↓↓↓

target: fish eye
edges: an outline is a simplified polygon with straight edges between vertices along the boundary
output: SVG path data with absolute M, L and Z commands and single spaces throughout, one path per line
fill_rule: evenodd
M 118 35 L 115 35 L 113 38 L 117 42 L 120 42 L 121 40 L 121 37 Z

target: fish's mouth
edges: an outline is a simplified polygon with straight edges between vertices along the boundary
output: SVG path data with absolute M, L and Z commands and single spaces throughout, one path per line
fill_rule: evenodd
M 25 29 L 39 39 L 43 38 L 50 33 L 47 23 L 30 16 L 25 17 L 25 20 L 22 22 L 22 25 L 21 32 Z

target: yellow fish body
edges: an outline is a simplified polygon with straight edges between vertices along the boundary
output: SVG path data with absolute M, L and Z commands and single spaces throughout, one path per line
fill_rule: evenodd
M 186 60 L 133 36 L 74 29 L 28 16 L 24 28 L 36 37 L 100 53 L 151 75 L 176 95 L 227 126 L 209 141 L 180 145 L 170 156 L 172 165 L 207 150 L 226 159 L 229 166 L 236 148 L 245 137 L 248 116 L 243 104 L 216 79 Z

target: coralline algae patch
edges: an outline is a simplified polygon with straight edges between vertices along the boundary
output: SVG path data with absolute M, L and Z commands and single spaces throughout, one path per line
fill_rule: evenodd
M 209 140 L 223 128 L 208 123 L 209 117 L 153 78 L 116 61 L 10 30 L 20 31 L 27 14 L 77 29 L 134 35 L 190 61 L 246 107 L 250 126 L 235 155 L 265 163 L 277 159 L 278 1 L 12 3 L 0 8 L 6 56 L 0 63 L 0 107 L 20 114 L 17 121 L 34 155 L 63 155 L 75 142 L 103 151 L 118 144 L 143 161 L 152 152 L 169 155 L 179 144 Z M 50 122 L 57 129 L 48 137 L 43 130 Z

↑↑↑

### WORK REQUIRED
Starting at the line that has "target: fish's mouth" and going through the end of the listing, can you write out every line again, offsetting each coordinate in the SVG path answers by -106 and leaving the rest of the lines as they are?

### WRITTEN ANSWER
target: fish's mouth
edges: an outline is a simplified polygon with straight edges between vertices along the boundary
output: SVG path data with absolute M, L and Z commands and single spaces throughout, one path per line
fill_rule: evenodd
M -81 -77 L -67 -67 L -63 -68 L -56 -73 L -59 -83 L -76 -90 L -81 -89 L -81 -86 L -84 -84 L -84 -81 L -85 -74 Z

target: yellow fish body
edges: an outline is a simplified polygon with straight edges between vertices along the boundary
output: SVG path data with absolute M, L and Z commands and single spaces throughout, one path per line
fill_rule: evenodd
M 80 -46 L 27 -70 L -32 -77 L -78 -90 L -82 -78 L -70 -69 L -6 -53 L 45 -31 L 70 -11 L 121 20 L 103 35 L 74 39 L 64 50 L 66 59 L 101 44 L 120 53 L 123 60 L 130 42 L 139 31 L 142 10 L 137 -2 L 110 -27 Z

target: coralline algae patch
edges: an outline is a simplified polygon with straight edges between vertices along the boundary
output: SVG path data with absolute M, L and Z commands and single spaces throughout, one path per line
fill_rule: evenodd
M 103 34 L 117 22 L 102 17 L 103 11 L 47 -28 L 10 -45 L -96 -76 L -86 -75 L -79 -92 L -29 -77 L 28 -71 L 84 -45 L 140 1 L 144 20 L 129 49 L 159 57 L 171 53 L 172 -105 L -94 -103 L -106 -98 L -100 -50 L -106 -43 L -106 1 L -86 8 L -89 15 L -72 49 L -43 49 L -31 36 L -3 45 L 12 38 L 37 55 L 46 46 L 63 49 L 73 38 Z M -56 16 L -49 23 L -58 31 L -63 24 Z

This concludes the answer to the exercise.